--- Given problem ---
In full and without alteration, give the listing again.

--- Data excerpts ---
***

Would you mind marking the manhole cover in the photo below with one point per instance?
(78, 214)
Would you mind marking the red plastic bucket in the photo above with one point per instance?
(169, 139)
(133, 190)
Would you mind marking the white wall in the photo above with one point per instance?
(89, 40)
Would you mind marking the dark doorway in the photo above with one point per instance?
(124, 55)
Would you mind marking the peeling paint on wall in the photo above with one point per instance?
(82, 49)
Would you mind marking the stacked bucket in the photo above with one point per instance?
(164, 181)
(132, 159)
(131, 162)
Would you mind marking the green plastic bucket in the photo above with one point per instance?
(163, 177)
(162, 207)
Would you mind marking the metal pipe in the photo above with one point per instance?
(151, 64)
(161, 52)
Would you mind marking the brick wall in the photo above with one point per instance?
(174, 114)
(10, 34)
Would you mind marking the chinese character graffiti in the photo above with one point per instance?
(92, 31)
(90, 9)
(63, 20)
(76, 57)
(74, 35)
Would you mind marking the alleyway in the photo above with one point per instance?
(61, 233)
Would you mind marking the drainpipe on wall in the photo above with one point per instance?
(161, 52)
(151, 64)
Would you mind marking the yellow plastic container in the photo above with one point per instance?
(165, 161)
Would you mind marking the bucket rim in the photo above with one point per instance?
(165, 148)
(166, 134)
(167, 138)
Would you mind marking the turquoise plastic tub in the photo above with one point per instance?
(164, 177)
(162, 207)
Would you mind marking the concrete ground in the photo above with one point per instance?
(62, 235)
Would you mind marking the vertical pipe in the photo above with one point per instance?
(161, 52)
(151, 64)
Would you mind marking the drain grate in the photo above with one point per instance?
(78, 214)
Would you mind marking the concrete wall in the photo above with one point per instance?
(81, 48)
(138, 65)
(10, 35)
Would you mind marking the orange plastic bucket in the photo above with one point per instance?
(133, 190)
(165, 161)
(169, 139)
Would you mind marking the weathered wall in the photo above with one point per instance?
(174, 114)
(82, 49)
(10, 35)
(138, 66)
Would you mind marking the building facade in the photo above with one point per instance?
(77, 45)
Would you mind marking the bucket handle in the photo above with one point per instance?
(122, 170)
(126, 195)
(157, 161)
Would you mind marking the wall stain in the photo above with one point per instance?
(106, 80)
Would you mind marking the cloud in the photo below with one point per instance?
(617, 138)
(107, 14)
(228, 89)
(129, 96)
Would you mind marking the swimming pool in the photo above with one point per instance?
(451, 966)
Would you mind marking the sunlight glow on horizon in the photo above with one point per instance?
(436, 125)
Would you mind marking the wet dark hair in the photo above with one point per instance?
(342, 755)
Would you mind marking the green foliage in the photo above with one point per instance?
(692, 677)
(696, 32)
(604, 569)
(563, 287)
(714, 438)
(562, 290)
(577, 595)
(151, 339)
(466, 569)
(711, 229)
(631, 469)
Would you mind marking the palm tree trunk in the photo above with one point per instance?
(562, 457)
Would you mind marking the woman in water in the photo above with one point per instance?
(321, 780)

***

--- Output of the task ---
Would you mind marking the manhole cover in the photo below with one point per instance?
(78, 214)
Would you mind marking the red plastic bucket in the photo above with one point per instance?
(169, 139)
(133, 190)
Would you mind marking the white wall in the photo above with one point per instance?
(89, 40)
Would you mind marking the dark doorway in the photo above with one point per instance?
(124, 55)
Would you mind marking the peeling paint on wall in the photo above with one point per instance?
(82, 49)
Would you mind marking the stacked bucket in the photo above with one point per instance?
(164, 181)
(132, 159)
(131, 162)
Would you mind marking the green plastic bucket in the photo above with one point per instance?
(163, 177)
(162, 207)
Would you mind marking the metal pipe in the photo above with one point per instance?
(151, 64)
(161, 52)
Would you mind marking the brick wall in the photo above with one point per instance?
(174, 114)
(10, 34)
Would you mind marking the chinese character graffiti in the photo above with one point per instance?
(92, 31)
(90, 9)
(63, 20)
(76, 57)
(74, 35)
Would you mind marking the alleyway in the photo above with one point per instance?
(61, 233)
Would you mind marking the drainpipe on wall in the photo above with one point per instance?
(161, 52)
(151, 64)
Would you mind marking the yellow plastic container in the photo above with one point per instance?
(165, 161)
Would you mind marking the bucket rim in the photo above with one point per instance?
(165, 148)
(166, 134)
(167, 138)
Would you mind marking the turquoise plastic tub in the photo above with one point per instance?
(164, 177)
(162, 207)
Would you mind marking the concrete ground in the photo above with one point per instance?
(62, 235)
Would you mind marking the vertical pipe in the photo above with one point per instance?
(161, 52)
(151, 64)
Would you mind marking the drain grate in the photo above with one point per instance?
(78, 214)
Would you mind marking the concrete wall in the photo above with one point per instance?
(81, 48)
(138, 65)
(10, 35)
Would you mind marking the orange plastic bucket in the photo above with one point per instance?
(133, 190)
(165, 161)
(169, 139)
Would you mind marking the weathered wall in the photo above with one point per instance?
(174, 114)
(82, 49)
(10, 35)
(138, 66)
Would you mind marking the building facade in the photo above with one point per instance?
(77, 45)
Would you mind marking the bucket handle in the photo above with one point per instance?
(122, 170)
(126, 195)
(157, 161)
Would you mind marking the wall stain in the photo above with one point per instance?
(106, 80)
Would you mind marking the cloud in the photo below with one point per instance?
(617, 138)
(107, 14)
(228, 89)
(129, 96)
Would you mind marking the swimming pool in the photo above with one point per instance?
(451, 966)
Would you mind marking the sunlight glow on horizon in the photo above with one point per instance?
(436, 125)
Would you mind marking the wet dark hair in the photo above with one point per instance?
(342, 755)
Would you mind marking the green foliage in the photo above with one point per instance?
(692, 677)
(696, 32)
(604, 569)
(563, 287)
(714, 438)
(562, 290)
(577, 595)
(151, 339)
(466, 569)
(711, 229)
(631, 469)
Would you mind marking the palm tree trunk in the photo above with one point per instance?
(562, 457)
Would you mind marking the woman in water in the photo above with one point per instance?
(321, 780)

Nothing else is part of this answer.